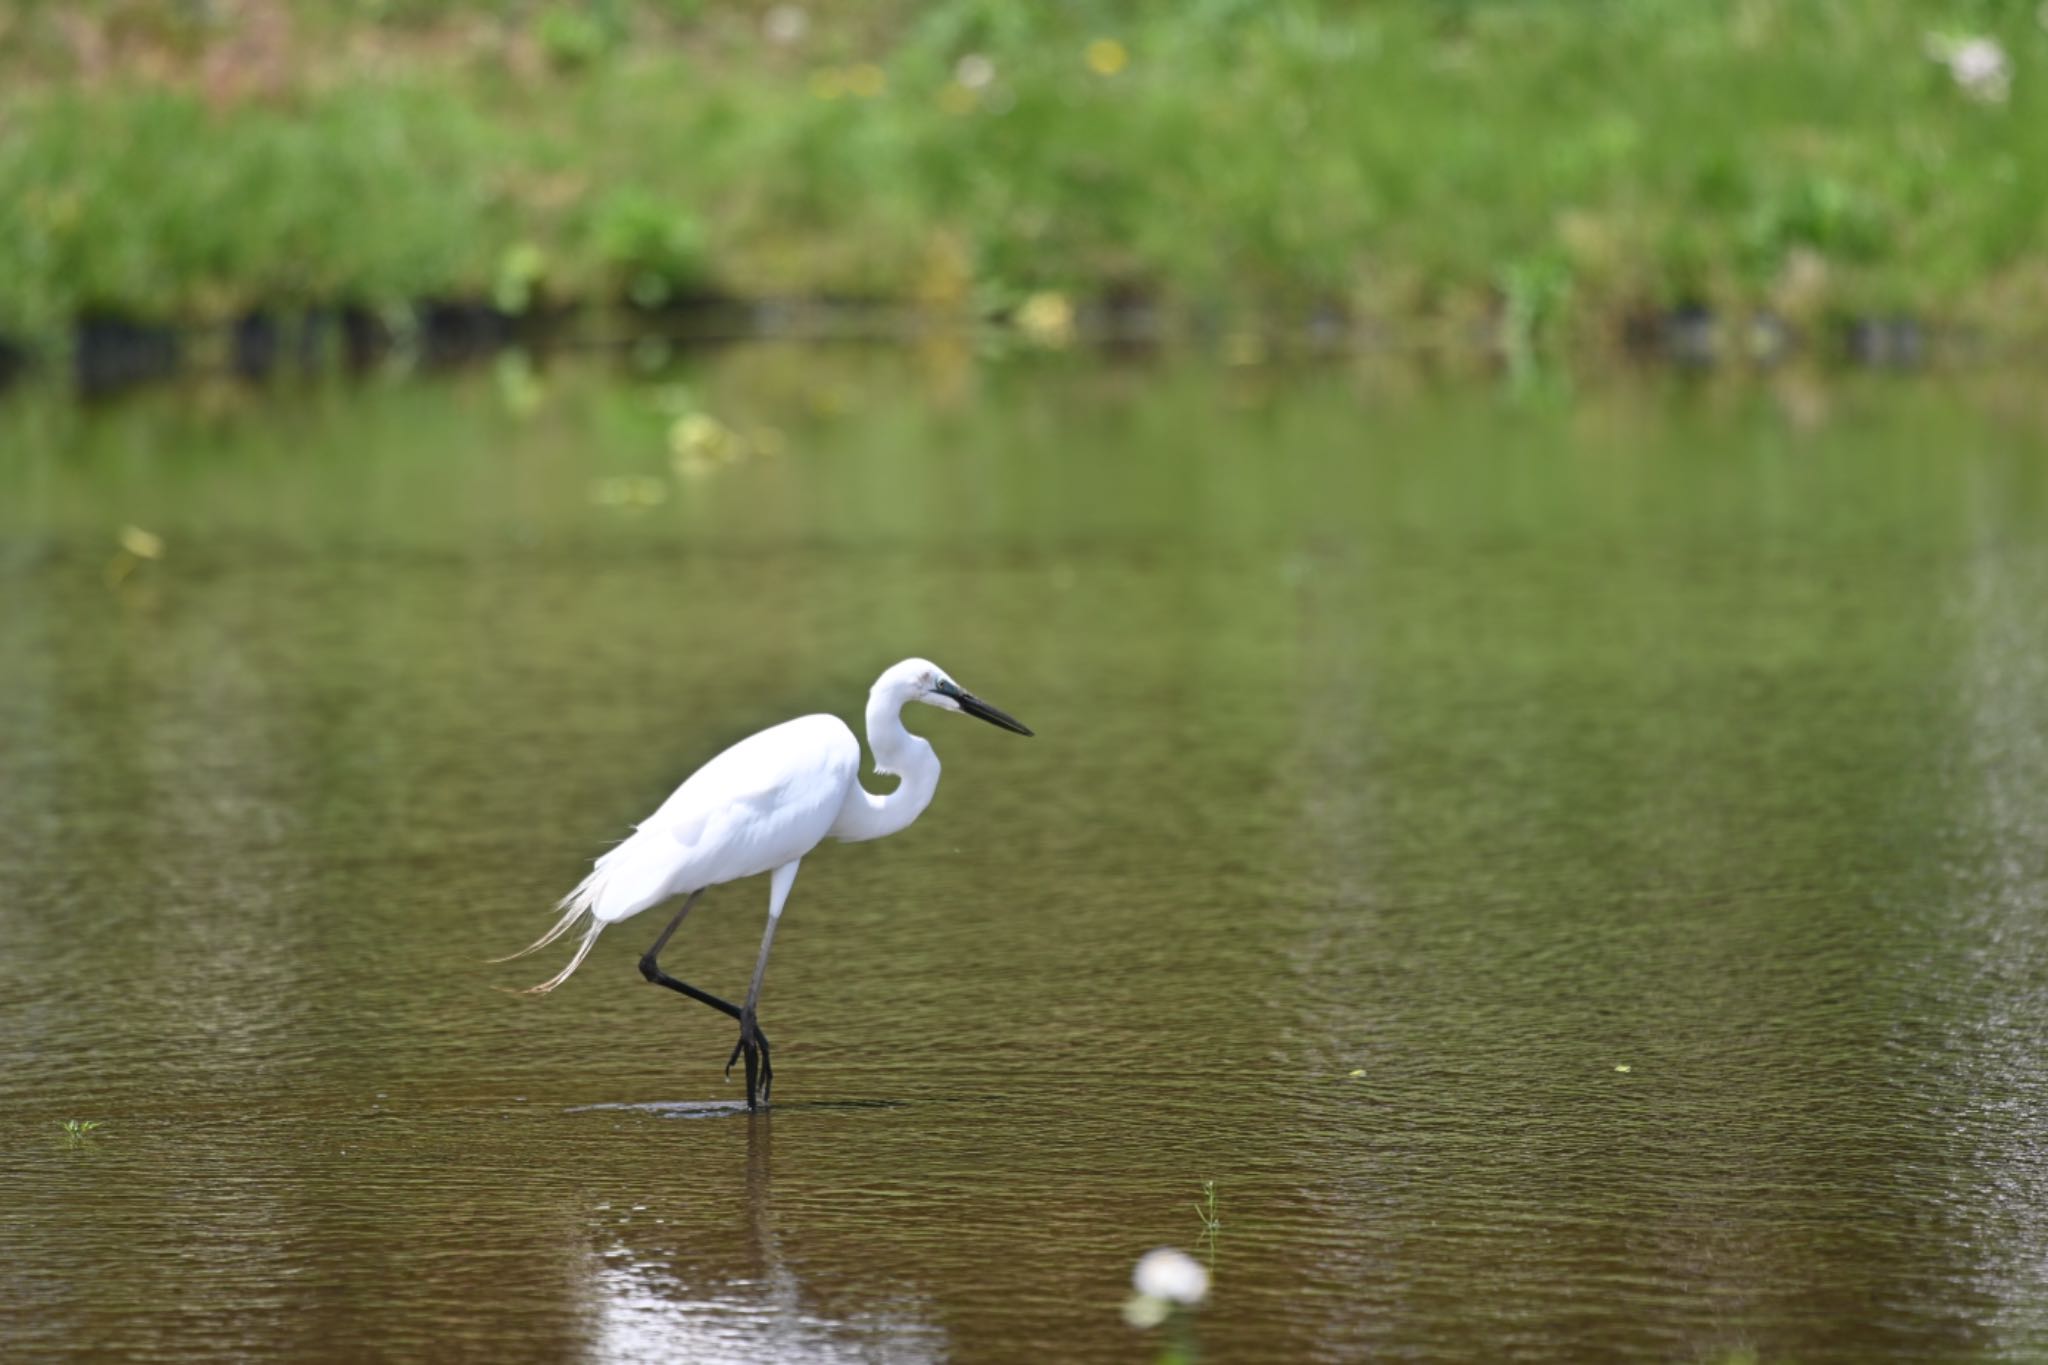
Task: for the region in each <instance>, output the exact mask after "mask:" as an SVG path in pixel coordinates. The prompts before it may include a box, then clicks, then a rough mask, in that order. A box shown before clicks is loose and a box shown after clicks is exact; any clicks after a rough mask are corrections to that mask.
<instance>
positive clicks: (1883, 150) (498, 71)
mask: <svg viewBox="0 0 2048 1365" xmlns="http://www.w3.org/2000/svg"><path fill="white" fill-rule="evenodd" d="M1929 35H1987V37H1991V39H1995V41H1997V43H1999V45H2001V47H2003V51H2005V53H2007V59H2009V68H2011V80H2009V88H2007V92H2005V96H2003V98H1972V96H1970V92H1968V90H1966V88H1964V86H1962V84H1960V82H1958V80H1954V78H1952V74H1950V70H1948V68H1946V65H1944V63H1942V61H1937V59H1933V57H1931V55H1929ZM2044 72H2048V31H2044V16H2042V14H2038V12H2036V6H2034V4H2032V2H2025V4H2021V2H2013V0H1958V2H1954V4H1923V2H1919V4H1917V2H1909V0H1858V2H1849V0H1735V2H1718V0H1579V2H1571V4H1567V2H1563V0H1382V2H1378V4H1337V2H1333V0H1262V2H1251V0H1188V2H1182V4H1094V2H1067V4H1044V6H1022V4H999V2H995V0H940V2H938V4H924V6H911V4H897V2H885V4H874V6H852V4H838V6H823V8H819V6H809V8H797V6H768V4H741V6H715V4H694V2H688V0H668V2H659V0H645V2H629V0H614V2H610V4H602V2H600V4H514V2H510V0H504V2H496V4H492V2H473V4H455V2H436V0H383V2H381V4H377V2H373V4H342V2H340V0H317V2H313V4H299V6H285V4H279V2H268V0H240V2H231V0H211V2H209V0H182V2H178V4H141V2H139V0H88V2H84V4H55V2H47V0H29V2H25V4H16V6H14V8H12V10H10V12H8V14H6V18H4V20H0V78H4V80H0V327H6V329H16V332H37V329H49V327H57V325H61V323H66V321H68V319H72V317H78V315H84V313H119V315H129V317H184V319H190V317H197V319H217V317H231V315H236V313H238V311H242V309H248V307H276V305H299V303H356V305H367V307H385V305H401V303H406V301H412V299H420V297H436V295H440V297H444V295H473V297H496V299H500V303H506V305H512V307H526V305H530V303H535V301H543V299H575V301H594V299H604V301H610V299H618V301H627V299H631V301H637V303H641V305H655V303H662V301H666V299H674V297H678V295H690V293H702V291H721V293H733V295H756V297H758V295H780V297H786V295H801V297H881V299H899V301H922V303H926V305H932V307H942V309H958V311H991V309H1004V307H1010V305H1014V303H1016V301H1020V299H1022V297H1026V295H1030V293H1034V291H1061V293H1067V295H1077V297H1143V299H1149V301H1155V303H1159V305H1161V307H1163V309H1167V311H1169V313H1171V311H1176V309H1180V311H1190V309H1237V311H1249V313H1286V311H1298V309H1307V307H1331V305H1335V307H1341V309H1348V311H1352V313H1358V315H1370V317H1386V319H1440V321H1462V319H1507V321H1509V325H1511V327H1516V329H1522V332H1532V334H1542V336H1544V338H1550V336H1556V338H1575V336H1581V334H1593V332H1599V329H1602V327H1606V325H1608V323H1612V321H1614V319H1616V317H1620V315H1626V313H1632V311H1651V309H1667V307H1677V305H1706V307H1714V309H1772V311H1778V313H1782V315H1786V317H1792V319H1819V317H1831V315H1853V313H1876V311H1909V313H1919V315H1925V317H1937V319H1954V321H1972V323H1982V325H1991V327H2025V325H2028V323H2030V319H2034V317H2038V315H2040V313H2042V307H2044V305H2048V119H2044V113H2048V102H2044V98H2042V94H2040V92H2038V80H2040V76H2042V74H2044Z"/></svg>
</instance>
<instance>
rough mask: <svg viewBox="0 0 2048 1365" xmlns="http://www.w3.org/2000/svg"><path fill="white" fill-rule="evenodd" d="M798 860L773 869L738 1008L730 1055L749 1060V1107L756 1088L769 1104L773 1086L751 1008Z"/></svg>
mask: <svg viewBox="0 0 2048 1365" xmlns="http://www.w3.org/2000/svg"><path fill="white" fill-rule="evenodd" d="M797 862H803V860H797ZM797 862H786V864H782V866H780V868H776V870H774V878H770V882H768V927H766V929H762V956H760V958H756V960H754V980H752V982H750V984H748V1003H745V1005H741V1007H739V1046H737V1048H733V1056H743V1058H745V1060H748V1109H756V1107H758V1105H756V1103H754V1095H756V1087H758V1091H760V1103H768V1089H770V1087H772V1085H774V1066H770V1064H768V1040H766V1038H762V1031H760V1025H758V1023H756V1021H754V1007H756V1005H760V999H762V978H764V976H768V950H770V948H774V927H776V925H778V923H780V921H782V902H784V900H788V888H791V886H793V884H795V882H797ZM725 1074H727V1076H729V1074H733V1062H731V1058H727V1062H725Z"/></svg>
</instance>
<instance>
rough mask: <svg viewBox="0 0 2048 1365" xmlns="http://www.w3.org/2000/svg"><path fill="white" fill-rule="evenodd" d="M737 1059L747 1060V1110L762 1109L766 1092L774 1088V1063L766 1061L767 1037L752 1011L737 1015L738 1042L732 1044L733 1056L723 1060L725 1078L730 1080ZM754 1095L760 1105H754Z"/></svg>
mask: <svg viewBox="0 0 2048 1365" xmlns="http://www.w3.org/2000/svg"><path fill="white" fill-rule="evenodd" d="M739 1058H745V1060H748V1109H758V1107H764V1105H766V1103H768V1091H770V1089H772V1087H774V1062H770V1060H768V1036H766V1033H762V1029H760V1025H758V1023H756V1021H754V1013H752V1011H748V1013H741V1015H739V1042H735V1044H733V1054H731V1056H729V1058H725V1076H727V1078H731V1074H733V1062H737V1060H739ZM756 1093H758V1095H760V1105H756V1103H754V1097H756Z"/></svg>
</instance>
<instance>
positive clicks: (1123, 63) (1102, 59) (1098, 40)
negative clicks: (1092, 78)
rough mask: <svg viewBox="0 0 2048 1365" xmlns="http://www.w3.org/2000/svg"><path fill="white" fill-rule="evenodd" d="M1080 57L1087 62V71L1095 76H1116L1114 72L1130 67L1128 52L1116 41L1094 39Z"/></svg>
mask: <svg viewBox="0 0 2048 1365" xmlns="http://www.w3.org/2000/svg"><path fill="white" fill-rule="evenodd" d="M1081 55H1083V57H1085V61H1087V70H1090V72H1094V74H1096V76H1116V72H1120V70H1124V68H1126V65H1130V51H1128V49H1124V45H1122V43H1118V41H1116V39H1096V41H1094V43H1090V45H1087V51H1085V53H1081Z"/></svg>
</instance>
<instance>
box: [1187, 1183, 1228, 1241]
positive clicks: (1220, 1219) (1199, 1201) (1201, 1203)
mask: <svg viewBox="0 0 2048 1365" xmlns="http://www.w3.org/2000/svg"><path fill="white" fill-rule="evenodd" d="M1194 1216H1196V1218H1200V1220H1202V1238H1204V1240H1208V1242H1214V1240H1217V1234H1219V1232H1223V1218H1219V1216H1217V1183H1214V1181H1202V1197H1200V1199H1196V1201H1194Z"/></svg>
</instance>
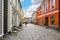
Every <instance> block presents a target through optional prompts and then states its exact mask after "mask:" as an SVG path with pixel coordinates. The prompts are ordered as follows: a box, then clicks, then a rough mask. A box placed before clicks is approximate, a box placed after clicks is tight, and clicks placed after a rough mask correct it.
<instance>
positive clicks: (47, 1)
mask: <svg viewBox="0 0 60 40" xmlns="http://www.w3.org/2000/svg"><path fill="white" fill-rule="evenodd" d="M46 5H47V6H46ZM46 8H48V0H46V1H45V12H47V11H48V10H46Z"/></svg>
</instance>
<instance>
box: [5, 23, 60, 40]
mask: <svg viewBox="0 0 60 40" xmlns="http://www.w3.org/2000/svg"><path fill="white" fill-rule="evenodd" d="M4 40H60V32H58V31H54V30H51V29H46V28H44V27H42V26H41V27H40V26H37V25H34V24H27V27H24V26H23V30H22V31H19V32H18V33H17V34H16V35H7V36H6V38H5V39H4Z"/></svg>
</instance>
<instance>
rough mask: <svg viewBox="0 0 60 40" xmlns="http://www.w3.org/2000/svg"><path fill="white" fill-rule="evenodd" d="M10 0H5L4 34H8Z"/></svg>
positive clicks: (4, 16)
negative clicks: (7, 18) (8, 19)
mask: <svg viewBox="0 0 60 40" xmlns="http://www.w3.org/2000/svg"><path fill="white" fill-rule="evenodd" d="M7 9H8V0H4V34H6V33H7V24H8V23H7V22H8V19H7V18H8V16H7V15H8V11H7Z"/></svg>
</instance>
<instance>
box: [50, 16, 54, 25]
mask: <svg viewBox="0 0 60 40" xmlns="http://www.w3.org/2000/svg"><path fill="white" fill-rule="evenodd" d="M53 17H54V24H53V23H52V21H53V20H52V18H53ZM51 25H55V16H51Z"/></svg>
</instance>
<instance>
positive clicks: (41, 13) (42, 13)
mask: <svg viewBox="0 0 60 40" xmlns="http://www.w3.org/2000/svg"><path fill="white" fill-rule="evenodd" d="M41 11H42V13H41V14H44V3H43V4H42V9H41Z"/></svg>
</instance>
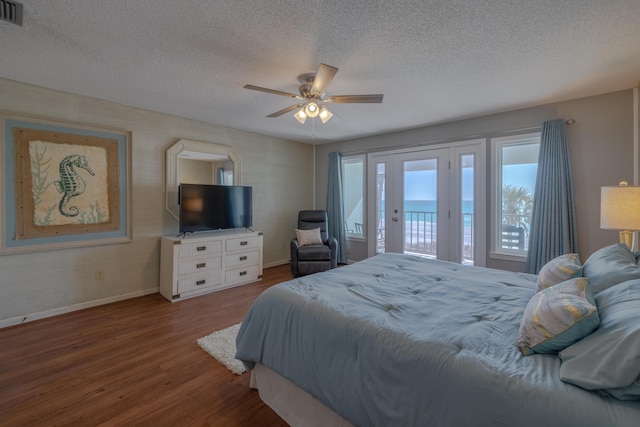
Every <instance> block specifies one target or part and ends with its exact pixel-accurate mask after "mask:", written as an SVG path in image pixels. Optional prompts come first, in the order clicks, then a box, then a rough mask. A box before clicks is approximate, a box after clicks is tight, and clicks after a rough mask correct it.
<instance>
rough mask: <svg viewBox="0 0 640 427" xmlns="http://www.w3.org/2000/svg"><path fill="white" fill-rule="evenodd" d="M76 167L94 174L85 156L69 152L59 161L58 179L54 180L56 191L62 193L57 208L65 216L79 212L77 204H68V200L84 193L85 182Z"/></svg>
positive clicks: (68, 215)
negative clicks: (58, 170) (76, 169)
mask: <svg viewBox="0 0 640 427" xmlns="http://www.w3.org/2000/svg"><path fill="white" fill-rule="evenodd" d="M76 168H81V169H84V170H86V171H87V172H89V173H90V174H91V175H92V176H93V175H94V173H93V171H92V170H91V169H90V168H89V163H88V162H87V159H86V157H85V156H82V155H79V154H71V155H69V156H67V157H65V158H64V159H62V161H61V162H60V181H54V184H55V186H56V188H57V189H58V193H64V194H63V196H62V199H60V204H59V205H58V210H59V211H60V213H61V214H62V215H64V216H67V217H72V216H77V215H78V214H79V213H80V210H79V209H78V207H77V206H68V205H69V200H70V199H71V198H72V197H75V196H79V195H80V194H82V193H84V190H85V189H86V188H87V184H85V182H84V180H83V179H82V177H81V176H80V175H79V174H78V172H76Z"/></svg>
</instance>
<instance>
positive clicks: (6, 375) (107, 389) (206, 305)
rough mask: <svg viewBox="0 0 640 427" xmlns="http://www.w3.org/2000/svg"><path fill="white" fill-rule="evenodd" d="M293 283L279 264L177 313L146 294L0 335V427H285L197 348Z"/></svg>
mask: <svg viewBox="0 0 640 427" xmlns="http://www.w3.org/2000/svg"><path fill="white" fill-rule="evenodd" d="M292 278H293V276H292V275H291V270H290V266H289V265H288V264H287V265H282V266H278V267H273V268H269V269H265V270H264V277H263V279H262V280H261V281H260V282H256V283H251V284H248V285H244V286H240V287H236V288H231V289H226V290H222V291H219V292H215V293H213V294H209V295H203V296H200V297H197V298H192V299H188V300H185V301H181V302H177V303H170V302H168V301H166V300H165V299H164V298H163V297H162V296H160V294H153V295H147V296H144V297H139V298H133V299H129V300H126V301H120V302H116V303H113V304H107V305H103V306H99V307H93V308H89V309H86V310H81V311H76V312H73V313H67V314H63V315H60V316H56V317H51V318H48V319H42V320H38V321H34V322H30V323H25V324H22V325H17V326H12V327H8V328H4V329H0V425H3V426H4V425H8V426H21V425H29V426H51V425H56V426H65V425H69V426H70V425H73V426H97V425H105V426H106V425H118V426H120V425H153V426H203V425H204V426H206V425H210V426H252V427H253V426H257V427H260V426H286V425H287V424H286V423H285V422H284V421H283V420H282V419H281V418H280V417H278V416H277V415H276V414H275V413H274V412H273V411H272V410H271V409H270V408H269V407H267V406H266V405H265V404H264V403H263V402H262V401H261V400H260V398H259V397H258V393H257V391H255V390H251V389H250V388H249V374H244V375H241V376H237V375H234V374H232V373H231V372H229V371H228V370H227V369H226V368H225V367H224V366H222V365H221V364H219V363H218V362H217V361H216V360H215V359H213V358H212V357H211V356H209V355H208V354H207V353H205V352H204V351H203V350H202V349H200V347H198V345H197V344H196V340H197V339H198V338H200V337H202V336H205V335H208V334H210V333H211V332H214V331H216V330H219V329H223V328H226V327H227V326H231V325H233V324H235V323H238V322H240V321H241V320H242V319H243V317H244V315H245V313H246V311H247V310H248V309H249V307H250V305H251V303H252V302H253V300H254V299H255V298H256V297H257V296H258V295H259V294H260V293H261V292H262V291H263V290H265V289H267V288H268V287H270V286H273V285H274V284H277V283H280V282H282V281H285V280H290V279H292Z"/></svg>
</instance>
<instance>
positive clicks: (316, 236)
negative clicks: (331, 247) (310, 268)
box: [296, 228, 322, 246]
mask: <svg viewBox="0 0 640 427" xmlns="http://www.w3.org/2000/svg"><path fill="white" fill-rule="evenodd" d="M296 239H298V244H299V245H300V246H308V245H322V237H320V229H319V228H312V229H310V230H298V229H297V228H296Z"/></svg>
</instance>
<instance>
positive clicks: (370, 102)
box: [323, 93, 384, 104]
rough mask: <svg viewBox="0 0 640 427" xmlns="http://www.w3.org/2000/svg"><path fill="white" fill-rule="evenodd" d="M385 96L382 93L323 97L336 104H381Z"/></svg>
mask: <svg viewBox="0 0 640 427" xmlns="http://www.w3.org/2000/svg"><path fill="white" fill-rule="evenodd" d="M383 96H384V95H383V94H381V93H377V94H372V95H335V96H330V97H328V98H327V99H323V101H325V102H331V103H334V104H381V103H382V97H383Z"/></svg>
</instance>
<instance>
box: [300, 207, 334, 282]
mask: <svg viewBox="0 0 640 427" xmlns="http://www.w3.org/2000/svg"><path fill="white" fill-rule="evenodd" d="M327 224H328V218H327V212H326V211H322V210H311V211H300V212H298V229H300V230H310V229H313V228H320V237H321V239H322V242H323V244H322V245H306V246H300V244H299V243H298V240H297V239H292V240H291V272H292V273H293V274H294V276H302V275H305V274H311V273H317V272H319V271H325V270H329V269H331V268H336V267H337V266H338V241H337V240H336V238H335V237H329V233H328V231H327Z"/></svg>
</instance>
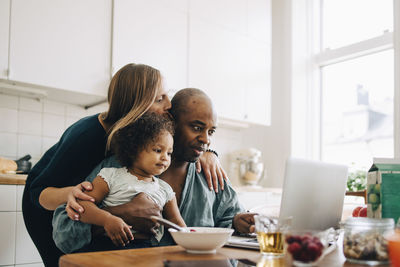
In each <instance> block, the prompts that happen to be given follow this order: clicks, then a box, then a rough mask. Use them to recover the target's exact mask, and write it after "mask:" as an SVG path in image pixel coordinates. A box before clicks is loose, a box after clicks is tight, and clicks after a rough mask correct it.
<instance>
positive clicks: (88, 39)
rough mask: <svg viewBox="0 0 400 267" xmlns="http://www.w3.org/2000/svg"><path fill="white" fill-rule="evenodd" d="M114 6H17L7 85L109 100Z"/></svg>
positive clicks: (11, 24)
mask: <svg viewBox="0 0 400 267" xmlns="http://www.w3.org/2000/svg"><path fill="white" fill-rule="evenodd" d="M111 13H112V5H111V0H86V1H79V0H56V1H54V0H36V1H26V0H13V1H12V6H11V28H10V53H9V55H10V59H9V62H10V63H9V71H10V73H9V80H13V81H18V82H24V83H30V84H35V85H40V86H46V87H53V88H59V89H66V90H69V91H79V92H86V93H91V94H97V95H106V92H107V88H108V83H109V80H110V60H111V59H110V51H111Z"/></svg>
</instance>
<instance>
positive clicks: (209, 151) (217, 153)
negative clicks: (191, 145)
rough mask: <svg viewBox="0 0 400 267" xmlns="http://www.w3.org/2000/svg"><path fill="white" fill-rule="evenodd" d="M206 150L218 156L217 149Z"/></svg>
mask: <svg viewBox="0 0 400 267" xmlns="http://www.w3.org/2000/svg"><path fill="white" fill-rule="evenodd" d="M206 152H211V153H214V155H215V156H217V157H218V153H217V151H215V150H212V149H207V150H206Z"/></svg>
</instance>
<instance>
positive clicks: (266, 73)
mask: <svg viewBox="0 0 400 267" xmlns="http://www.w3.org/2000/svg"><path fill="white" fill-rule="evenodd" d="M248 47H249V50H248V54H247V60H248V61H247V63H248V70H247V83H246V93H245V119H246V120H247V121H249V122H254V123H258V124H265V125H270V123H271V87H270V86H269V84H270V82H271V64H270V62H271V52H270V51H271V46H270V45H269V44H267V43H265V42H260V41H257V40H254V39H252V38H249V39H248Z"/></svg>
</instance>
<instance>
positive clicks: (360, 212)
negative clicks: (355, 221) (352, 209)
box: [358, 207, 367, 217]
mask: <svg viewBox="0 0 400 267" xmlns="http://www.w3.org/2000/svg"><path fill="white" fill-rule="evenodd" d="M358 217H367V207H364V208H362V209H360V212H359V213H358Z"/></svg>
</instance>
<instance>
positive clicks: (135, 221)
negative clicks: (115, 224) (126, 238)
+ + +
▸ WHAT YOU SHOULD DO: Rewrite the material from its start through the line containing "positive clicks: (1883, 150) (498, 71)", that line included, as a Markdown table with the columns Row and Line, one numbered row per line. Skip blank lines and leave out the pictures.

▸ ANSWER SPACE:
| Row | Line |
|---|---|
| 1 | Task: for the region in each <instance>, output the exact mask after "mask:" as an SVG path in pixel coordinates. The prompts before it may include a box, then clicks, then a rough mask, in that order. A box shown before clicks is loose and a box shown after clicks is exact; any clicks after a rough mask are corrections to that mask. |
| 2 | <instance> |
| 3 | positive clicks: (1883, 150) (498, 71) |